• _TASK OBJECTIVE_: Nothing in the records may change. Print them all again.

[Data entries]
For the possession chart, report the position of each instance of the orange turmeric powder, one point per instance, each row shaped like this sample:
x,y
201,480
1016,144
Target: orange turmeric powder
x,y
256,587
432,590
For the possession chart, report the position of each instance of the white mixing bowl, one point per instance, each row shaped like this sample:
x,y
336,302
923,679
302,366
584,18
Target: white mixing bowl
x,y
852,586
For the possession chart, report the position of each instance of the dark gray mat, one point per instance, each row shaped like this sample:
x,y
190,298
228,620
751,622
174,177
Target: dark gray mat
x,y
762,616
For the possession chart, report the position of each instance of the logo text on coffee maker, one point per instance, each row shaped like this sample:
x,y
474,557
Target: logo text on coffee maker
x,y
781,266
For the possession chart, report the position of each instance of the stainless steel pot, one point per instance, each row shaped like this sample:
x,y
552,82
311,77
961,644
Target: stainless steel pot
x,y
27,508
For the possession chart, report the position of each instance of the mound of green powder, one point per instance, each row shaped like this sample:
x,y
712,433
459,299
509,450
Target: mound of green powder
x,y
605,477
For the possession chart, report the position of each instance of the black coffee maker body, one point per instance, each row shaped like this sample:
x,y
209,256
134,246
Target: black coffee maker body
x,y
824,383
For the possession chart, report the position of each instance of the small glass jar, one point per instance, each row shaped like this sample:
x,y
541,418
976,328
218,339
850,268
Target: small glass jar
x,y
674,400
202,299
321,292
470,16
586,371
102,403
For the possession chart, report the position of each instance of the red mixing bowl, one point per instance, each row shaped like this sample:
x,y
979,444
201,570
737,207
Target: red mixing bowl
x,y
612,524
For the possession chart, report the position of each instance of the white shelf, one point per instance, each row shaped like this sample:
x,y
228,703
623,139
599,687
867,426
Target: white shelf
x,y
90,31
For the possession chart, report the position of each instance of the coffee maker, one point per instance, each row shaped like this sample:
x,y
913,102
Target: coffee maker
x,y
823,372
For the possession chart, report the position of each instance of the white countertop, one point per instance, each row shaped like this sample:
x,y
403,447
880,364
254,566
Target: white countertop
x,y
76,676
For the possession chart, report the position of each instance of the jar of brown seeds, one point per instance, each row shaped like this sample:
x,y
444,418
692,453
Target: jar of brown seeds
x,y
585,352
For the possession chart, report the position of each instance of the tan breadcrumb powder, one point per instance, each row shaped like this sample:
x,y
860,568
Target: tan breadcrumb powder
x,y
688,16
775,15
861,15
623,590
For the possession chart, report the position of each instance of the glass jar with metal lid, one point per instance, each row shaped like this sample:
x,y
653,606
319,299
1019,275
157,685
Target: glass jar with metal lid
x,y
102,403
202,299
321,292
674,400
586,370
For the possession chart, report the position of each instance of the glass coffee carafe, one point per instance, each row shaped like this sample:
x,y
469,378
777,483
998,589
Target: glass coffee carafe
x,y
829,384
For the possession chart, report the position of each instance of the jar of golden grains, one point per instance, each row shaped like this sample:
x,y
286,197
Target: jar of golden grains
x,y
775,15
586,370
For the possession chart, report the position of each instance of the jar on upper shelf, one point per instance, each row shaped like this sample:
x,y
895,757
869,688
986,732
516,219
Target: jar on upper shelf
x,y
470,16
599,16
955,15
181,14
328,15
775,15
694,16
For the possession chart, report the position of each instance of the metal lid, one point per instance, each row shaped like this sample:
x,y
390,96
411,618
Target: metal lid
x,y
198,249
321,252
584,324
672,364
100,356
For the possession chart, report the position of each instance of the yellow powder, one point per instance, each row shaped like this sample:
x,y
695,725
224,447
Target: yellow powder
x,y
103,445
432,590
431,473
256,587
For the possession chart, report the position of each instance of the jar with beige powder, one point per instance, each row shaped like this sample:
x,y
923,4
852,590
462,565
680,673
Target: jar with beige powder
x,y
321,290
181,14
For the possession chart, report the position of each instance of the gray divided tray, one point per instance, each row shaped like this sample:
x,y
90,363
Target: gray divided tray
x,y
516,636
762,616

• _RESPONSE TO THIS EXERCISE_:
For the possession chart, report the position of each instance of the orange turmeric powder, one point per instance, each row shaped like this sample:
x,y
201,480
1016,144
Target: orange turmeric powder
x,y
256,587
432,590
For the possession chart, report the position of each instance of the white mixing bowl, one point per instance, each row shaped like this sample:
x,y
336,302
923,679
302,366
584,18
Target: white mixing bowl
x,y
852,586
For the possession chart, report the position of each instance of the dark gray mat, one point per instance, each row shaped like this sample:
x,y
190,298
228,620
751,622
174,177
Target: dark gray mat
x,y
762,616
For the possession chart, report the position of each instance of the logo text on coffee maker, one point per instance, each row shaped like this sample:
x,y
474,557
Target: logo text on coffee maker
x,y
781,266
For the possession chart, report the position of each instance of the stainless steel pot, one point per instance, each row shaped like this sample:
x,y
552,82
311,77
961,644
Target: stainless steel pot
x,y
27,508
For the possession chart, report the position of each instance of the mound of green powder, one point per instance, each row shaped like this sample:
x,y
712,433
459,299
509,450
Target: mound of green powder
x,y
605,477
For the possession chart, report the position of each instance of the black coffee maker body, one point per instance, each row shaped like this sample:
x,y
209,256
134,246
Target: black coffee maker body
x,y
824,383
For the possession chart, report the position of each instance of the small glass jar, one point per instance, each row shaped like this sample:
x,y
541,418
976,328
218,339
850,268
Target: small glass jar
x,y
674,400
202,299
321,292
470,16
586,371
102,403
For the possession chart, report the position of each instance of the red mixing bowl, one point per instance, each row shaped like this sample:
x,y
979,444
201,570
737,207
Target: red mixing bowl
x,y
612,524
For the possession chart, report the position of each instance of the white shelf, one point per instance, each row shaped like this sample:
x,y
228,703
623,139
599,687
867,426
Target: white shelf
x,y
90,31
For the possession chart, report the position of each instance of the coffee maker, one point per instance, each row shaped like this sample:
x,y
913,102
Target: coffee maker
x,y
823,372
For the possession chart, report the position of each instance of the white countertop, one point per instance, each row shaped like this sample:
x,y
403,447
880,364
254,566
Target: white countertop
x,y
76,676
For the possession chart, report the position of each instance of the jar of brown seeds, one point per instance, each row shaped like this sample:
x,y
444,418
692,453
Target: jar of brown seeds
x,y
585,352
For the possession chart, report the position of each instance of the tan breadcrumb powder, one point per instance, each row shaped like this sample:
x,y
860,568
Target: tan breadcrumb powder
x,y
688,16
775,15
861,15
623,590
For the possession chart, report the position of each instance of the glass jar with metal lid, one point per instance, each row shaped like this sample:
x,y
653,606
319,299
1019,275
157,685
Target: glass jar with metal lid
x,y
102,403
202,299
321,292
674,400
586,370
For the possession chart, report the position of each instance of the glass coffee carafe, one point per instance, each row shaped like this sample:
x,y
469,378
777,483
998,589
Target: glass coffee carafe
x,y
829,384
For the possession chart, report the position of each instance of the jar of golden grains, one point per instance, each row shaped like this sample:
x,y
286,197
Target: jar of golden grains
x,y
775,15
586,370
For the possession chart, report the position of each instance of the jar on upper shelf, one point per instance, each row shaped like this sample:
x,y
895,757
869,688
986,732
516,219
Target: jar on upper shelf
x,y
470,16
599,16
955,15
181,14
328,15
775,15
694,16
For the possession chart, report the position of each instance of the metal lid, one point per instance, each row shaped like this sample:
x,y
390,96
411,618
Target: metal lid
x,y
198,249
321,252
584,324
672,364
100,356
For the possession chart, report the position of each instance of the yellow powder, one point per instance, each row shaped like this sample:
x,y
695,725
224,447
Target: yellow powder
x,y
103,445
432,590
431,473
256,587
For the possession chart, report the position of each instance of the jar with beige powder, one point per instance, each row shaped like this sample:
x,y
923,4
852,590
462,565
680,673
Target: jar with beige powder
x,y
321,290
181,14
For the possession chart, report the position of each instance of the gray divided tray, one point per instance, each row shaped like this sample:
x,y
90,363
Target: gray divided tray
x,y
516,636
762,616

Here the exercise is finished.